▶ SET PROBLEM:
In the entries from the line containing "Identify the green" through the end, inclusive, replace "photo" with "image" and give back only those lines, changing nothing else.

---

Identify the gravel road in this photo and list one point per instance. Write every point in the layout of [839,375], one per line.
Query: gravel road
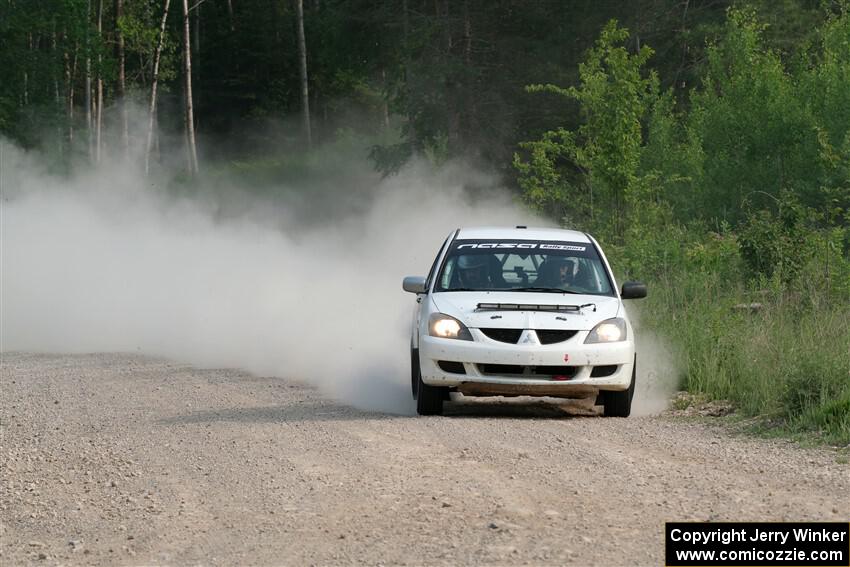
[122,459]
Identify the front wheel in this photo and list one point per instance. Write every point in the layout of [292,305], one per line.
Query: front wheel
[619,404]
[429,399]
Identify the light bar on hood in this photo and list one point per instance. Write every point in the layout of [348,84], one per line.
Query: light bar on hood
[533,307]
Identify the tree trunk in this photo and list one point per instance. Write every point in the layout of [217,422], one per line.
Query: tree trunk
[154,79]
[99,101]
[302,58]
[385,107]
[187,71]
[230,15]
[120,91]
[87,97]
[26,74]
[70,78]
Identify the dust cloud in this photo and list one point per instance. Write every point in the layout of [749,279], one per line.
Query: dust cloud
[291,282]
[106,260]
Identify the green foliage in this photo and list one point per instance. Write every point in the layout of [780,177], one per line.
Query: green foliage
[604,153]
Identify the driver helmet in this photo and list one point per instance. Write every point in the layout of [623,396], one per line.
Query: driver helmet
[472,268]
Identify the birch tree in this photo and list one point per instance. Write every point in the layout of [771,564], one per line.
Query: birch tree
[302,60]
[121,86]
[154,80]
[191,149]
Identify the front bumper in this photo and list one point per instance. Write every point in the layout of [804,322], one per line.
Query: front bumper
[494,368]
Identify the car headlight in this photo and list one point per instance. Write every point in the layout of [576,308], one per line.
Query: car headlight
[608,331]
[446,327]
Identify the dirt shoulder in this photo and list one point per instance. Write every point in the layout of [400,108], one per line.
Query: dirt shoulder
[122,459]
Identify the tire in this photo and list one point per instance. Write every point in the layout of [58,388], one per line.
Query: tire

---

▶ EXERCISE SOLUTION:
Identify the green foliage in this image and list one point per instance. Write every point in the layout of [780,177], one per line.
Query: green foliage
[604,153]
Identify the driver helmet in this image and list one point per instance. Write every point in the layout of [623,396], one per line.
Query: driver helmet
[472,268]
Identify the birch tree in this image and list one point per instance. Write every point in the layout of [771,564], one per line.
Query: birch tree
[302,60]
[121,86]
[154,80]
[191,149]
Identify the front bumper in this image and list one point per instance. Write every point in the layout of [804,322], one per line.
Query: front bumper
[494,368]
Identify the car headlight in this image and list one point per instance. Write every point in the layout of [576,308], one per line.
Query: car headlight
[608,331]
[446,327]
Identify the dirt shoulder in this image and list one point per instance. Write every point in the layout of [400,108], one per line.
Query: dirt shoulder
[122,459]
Identify the tire in this image and list one point per instance. Write every point in the layout of [58,388], one per line.
Query: tire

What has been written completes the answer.